Among the lines below, return each one that contains the word "segment".

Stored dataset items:

________________

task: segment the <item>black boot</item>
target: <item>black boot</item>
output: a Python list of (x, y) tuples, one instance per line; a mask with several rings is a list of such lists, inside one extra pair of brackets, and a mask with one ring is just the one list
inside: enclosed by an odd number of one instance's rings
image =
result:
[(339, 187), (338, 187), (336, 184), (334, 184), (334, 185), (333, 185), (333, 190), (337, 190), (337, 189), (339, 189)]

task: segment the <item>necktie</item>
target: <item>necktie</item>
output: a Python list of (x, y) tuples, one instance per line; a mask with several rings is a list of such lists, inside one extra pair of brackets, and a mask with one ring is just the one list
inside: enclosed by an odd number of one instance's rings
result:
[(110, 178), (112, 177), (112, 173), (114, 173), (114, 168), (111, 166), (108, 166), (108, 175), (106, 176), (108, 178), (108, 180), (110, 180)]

________________

- The completed task:
task: segment the <item>black boot</item>
task: segment the <item>necktie</item>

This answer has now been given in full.